TRAVAIL DEMANDÉ:
A. D'après le texte sur le Conseil constitutionnel, de quelle année à quelle année Jacqueline Gourault a-t-elle été sénatrice MoDem ?
B. Dressez la liste de toutes les personnes nommées dans le texte sur le Conseil constitutionnel.
C. Reproduisez à l'identique le passage du texte sur le Conseil constitutionnel qui commence par « Emmanuel Macron entend » et se termine par « 2014 à 2017). ».

TEXTE PROPOSÉ:
#####

21 février 2022

Le Conseil constitutionnel est en de bonnes mains...

Concentration des pouvoirs au profit de l'exécutif, flirts avec les grandes fortunes, corruptions et conflits d'intérêts, absence de proportionnelle pour les élections législatives, absence d’une réforme des parrainages pour l’élection présidentielle, un parquet sous tutelle du gouvernement, etc. , tout est fait pour évincer les contre-pouvoirs.

Le Conseil constitutionnel dont les membres sont nommés par le président de la République, le président de l'Assemblée nationale et celui du Sénat n’y échappe pas non plus...

 

Emmanuel Macron entend nommer au Conseil constitutionnel Jacqueline Gourault, 71 ans, ministre chargée au gouvernement de la cohésion des territoires et des relations avec les collectivités territoriales depuis octobre 2018. Professeure d’histoire-géographie, Jacqueline Gourault n’est ni juriste ni spécialiste de la Constitution. Elle a exercé divers mandats locaux dans le Loir-et-Cher depuis 1989 et a été sénatrice MoDem de 2001 à 2017 (vice-présidente du Sénat de 2014 à 2017). 

Le président de l’Assemblée nationale, Richard Ferrand, a lui désigné la magistrate Véronique Malbec, 63 ans, qui est actuellement directrice de cabinet d’Éric Dupond-Moretti au ministère de la justice. Cette magistrate a supervisé personnellement et étroitement le classement sans suite de l’affaire des Mutuelles de Bretagne qui visait Richard Ferrand, en octobre 2017, lorsqu’elle était procureure générale de la cour d’appel de Rennes. (relancée par Anticor puis dépaysée, l’affaire a ensuite connu de nombreux rebondissements, de la mise en examen de Richard Ferrand à Lille jusqu’à un non-lieu prononcé par la cour d’appel de Douai en mars 2021). Ayant bénéficié de promotions remarquées sous le quinquennat de Nicolas Sarkozy puis sous celui d’Emmanuel Macron, Véronique Malbec est, par ailleurs, l’épouse de l’actuel directeur général de la police nationale (DGPN), Frédéric Veaux.

#####

DONNÉES FOURNIES:
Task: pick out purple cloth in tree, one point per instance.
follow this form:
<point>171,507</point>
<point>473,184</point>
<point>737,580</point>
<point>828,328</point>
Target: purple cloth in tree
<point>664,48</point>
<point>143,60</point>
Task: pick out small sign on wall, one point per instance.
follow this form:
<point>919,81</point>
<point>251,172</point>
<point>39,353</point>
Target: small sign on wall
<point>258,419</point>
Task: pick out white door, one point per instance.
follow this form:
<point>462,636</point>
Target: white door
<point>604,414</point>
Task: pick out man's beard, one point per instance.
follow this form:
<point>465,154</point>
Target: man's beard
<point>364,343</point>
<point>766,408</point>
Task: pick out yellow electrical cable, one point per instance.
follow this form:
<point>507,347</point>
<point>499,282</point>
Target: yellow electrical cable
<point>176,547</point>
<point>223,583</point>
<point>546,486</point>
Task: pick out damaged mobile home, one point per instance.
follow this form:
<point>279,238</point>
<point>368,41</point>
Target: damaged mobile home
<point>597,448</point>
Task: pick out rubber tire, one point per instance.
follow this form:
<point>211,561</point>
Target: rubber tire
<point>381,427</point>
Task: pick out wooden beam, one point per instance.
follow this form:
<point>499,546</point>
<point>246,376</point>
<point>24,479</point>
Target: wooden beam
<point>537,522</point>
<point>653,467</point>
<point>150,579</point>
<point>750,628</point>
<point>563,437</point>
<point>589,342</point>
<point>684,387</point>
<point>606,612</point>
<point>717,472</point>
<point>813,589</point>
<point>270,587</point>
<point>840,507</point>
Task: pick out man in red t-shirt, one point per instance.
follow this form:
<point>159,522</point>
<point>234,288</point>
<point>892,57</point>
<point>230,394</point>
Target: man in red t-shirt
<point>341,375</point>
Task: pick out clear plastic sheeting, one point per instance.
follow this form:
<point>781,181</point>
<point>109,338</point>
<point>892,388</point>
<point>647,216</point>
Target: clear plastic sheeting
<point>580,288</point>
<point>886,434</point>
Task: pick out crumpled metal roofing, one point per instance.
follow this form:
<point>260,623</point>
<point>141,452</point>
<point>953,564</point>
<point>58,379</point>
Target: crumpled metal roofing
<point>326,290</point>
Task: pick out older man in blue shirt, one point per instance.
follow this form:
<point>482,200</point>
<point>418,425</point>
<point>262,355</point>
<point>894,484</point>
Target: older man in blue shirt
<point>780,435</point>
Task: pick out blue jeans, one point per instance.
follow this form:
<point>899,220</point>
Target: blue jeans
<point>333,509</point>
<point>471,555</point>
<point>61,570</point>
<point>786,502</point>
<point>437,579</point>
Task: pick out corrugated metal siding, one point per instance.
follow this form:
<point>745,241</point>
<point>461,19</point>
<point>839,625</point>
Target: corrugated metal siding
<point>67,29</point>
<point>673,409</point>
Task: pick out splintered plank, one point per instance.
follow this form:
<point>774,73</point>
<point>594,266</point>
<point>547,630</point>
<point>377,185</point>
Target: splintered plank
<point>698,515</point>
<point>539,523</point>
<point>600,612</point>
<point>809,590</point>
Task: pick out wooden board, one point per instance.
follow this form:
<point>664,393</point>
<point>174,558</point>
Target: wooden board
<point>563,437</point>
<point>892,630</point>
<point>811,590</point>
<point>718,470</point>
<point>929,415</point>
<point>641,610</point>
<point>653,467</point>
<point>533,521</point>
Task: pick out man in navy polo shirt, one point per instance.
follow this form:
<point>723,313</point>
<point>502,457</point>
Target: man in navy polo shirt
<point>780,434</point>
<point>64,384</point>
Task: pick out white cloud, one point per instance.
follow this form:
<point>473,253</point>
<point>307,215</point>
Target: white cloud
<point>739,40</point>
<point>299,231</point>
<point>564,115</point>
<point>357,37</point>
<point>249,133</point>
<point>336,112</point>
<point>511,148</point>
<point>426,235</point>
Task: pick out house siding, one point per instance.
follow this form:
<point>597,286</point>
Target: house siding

#####

CORRIGÉ:
A. De 2001 à 2017.

B. Emmanuel Macron, Jacqueline Gourault, Richard Ferrand, Véronique Malbec, Éric Dupond-Moretti, Nicolas Sarkozy, Frédéric Veaux.

C.
Emmanuel Macron entend nommer au Conseil constitutionnel Jacqueline Gourault, 71 ans, ministre chargée au gouvernement de la cohésion des territoires et des relations avec les collectivités territoriales depuis octobre 2018. Professeure d’histoire-géographie, Jacqueline Gourault n’est ni juriste ni spécialiste de la Constitution. Elle a exercé divers mandats locaux dans le Loir-et-Cher depuis 1989 et a été sénatrice MoDem de 2001 à 2017 (vice-présidente du Sénat de 2014 à 2017).